- **TASK DETAILS**:
Put every line of the items below into one numbered list, skipping blank lines and leaving out the pictures.

- **EXTRACTED MATERIAL**:
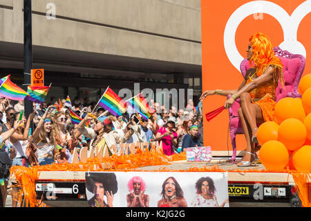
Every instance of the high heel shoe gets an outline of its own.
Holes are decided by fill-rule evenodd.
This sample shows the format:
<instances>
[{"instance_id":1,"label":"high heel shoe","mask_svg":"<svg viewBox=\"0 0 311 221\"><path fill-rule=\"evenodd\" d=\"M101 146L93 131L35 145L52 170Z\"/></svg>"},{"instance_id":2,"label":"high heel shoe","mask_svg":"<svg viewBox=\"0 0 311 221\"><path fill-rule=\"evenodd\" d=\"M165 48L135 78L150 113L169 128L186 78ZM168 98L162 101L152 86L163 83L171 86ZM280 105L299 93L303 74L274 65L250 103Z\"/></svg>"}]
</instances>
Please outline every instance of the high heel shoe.
<instances>
[{"instance_id":1,"label":"high heel shoe","mask_svg":"<svg viewBox=\"0 0 311 221\"><path fill-rule=\"evenodd\" d=\"M254 128L254 130L256 131L256 134L252 137L252 142L253 142L253 143L258 143L259 142L258 141L258 139L257 139L258 128Z\"/></svg>"},{"instance_id":2,"label":"high heel shoe","mask_svg":"<svg viewBox=\"0 0 311 221\"><path fill-rule=\"evenodd\" d=\"M236 164L236 166L247 167L247 166L254 166L254 165L255 165L255 166L257 166L257 162L259 160L259 158L258 158L257 155L255 154L253 154L252 152L245 152L245 154L249 154L251 155L253 155L254 157L254 160L252 162L251 161L240 161L238 163L241 163L242 165Z\"/></svg>"}]
</instances>

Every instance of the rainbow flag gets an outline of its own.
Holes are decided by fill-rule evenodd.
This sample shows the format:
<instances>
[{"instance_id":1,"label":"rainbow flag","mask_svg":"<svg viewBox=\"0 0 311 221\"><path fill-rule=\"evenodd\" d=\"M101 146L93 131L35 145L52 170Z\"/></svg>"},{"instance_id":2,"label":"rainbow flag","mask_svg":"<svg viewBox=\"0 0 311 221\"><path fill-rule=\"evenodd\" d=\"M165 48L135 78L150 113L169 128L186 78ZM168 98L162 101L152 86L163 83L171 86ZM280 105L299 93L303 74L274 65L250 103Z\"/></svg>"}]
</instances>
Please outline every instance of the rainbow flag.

- **EXERCISE OUTPUT**:
1. Every instance of the high heel shoe gets an outline of its own.
2. Holes are decided by fill-rule evenodd.
3. This sample shows the format:
4. <instances>
5. [{"instance_id":1,"label":"high heel shoe","mask_svg":"<svg viewBox=\"0 0 311 221\"><path fill-rule=\"evenodd\" d=\"M101 146L93 131L35 145L52 170Z\"/></svg>"},{"instance_id":2,"label":"high heel shoe","mask_svg":"<svg viewBox=\"0 0 311 221\"><path fill-rule=\"evenodd\" d=\"M165 48L135 78L150 113L169 128L186 78ZM168 98L162 101L152 86L163 83L171 86ZM280 105L299 93L303 74L274 65L250 103Z\"/></svg>"}]
6. </instances>
7. Please outline every instance of the high heel shoe.
8. <instances>
9. [{"instance_id":1,"label":"high heel shoe","mask_svg":"<svg viewBox=\"0 0 311 221\"><path fill-rule=\"evenodd\" d=\"M254 128L254 130L256 131L256 134L252 137L252 142L253 142L253 143L258 143L259 142L258 141L258 139L257 139L258 128Z\"/></svg>"},{"instance_id":2,"label":"high heel shoe","mask_svg":"<svg viewBox=\"0 0 311 221\"><path fill-rule=\"evenodd\" d=\"M236 164L236 166L247 167L247 166L254 166L254 165L255 165L255 166L257 166L257 162L259 160L259 158L258 158L257 155L255 154L253 154L252 152L245 152L245 154L249 154L251 155L253 155L254 157L254 160L252 162L251 161L240 161L238 163L241 163L242 165Z\"/></svg>"}]
10. </instances>
11. Every instance of the rainbow flag gets an outline of its own.
12. Holes are decided by fill-rule evenodd.
13. This sample shows the format:
14. <instances>
15. [{"instance_id":1,"label":"rainbow flag","mask_svg":"<svg viewBox=\"0 0 311 221\"><path fill-rule=\"evenodd\" d=\"M101 146L93 131L35 145L52 170Z\"/></svg>"},{"instance_id":2,"label":"rainbow flag","mask_svg":"<svg viewBox=\"0 0 311 221\"><path fill-rule=\"evenodd\" d=\"M165 48L135 78L150 113L169 128L186 78ZM168 98L162 101L152 86L163 83L171 86ZM280 105L299 93L303 74L274 65L250 103Z\"/></svg>"}]
16. </instances>
17. Please outline every instance of the rainbow flag.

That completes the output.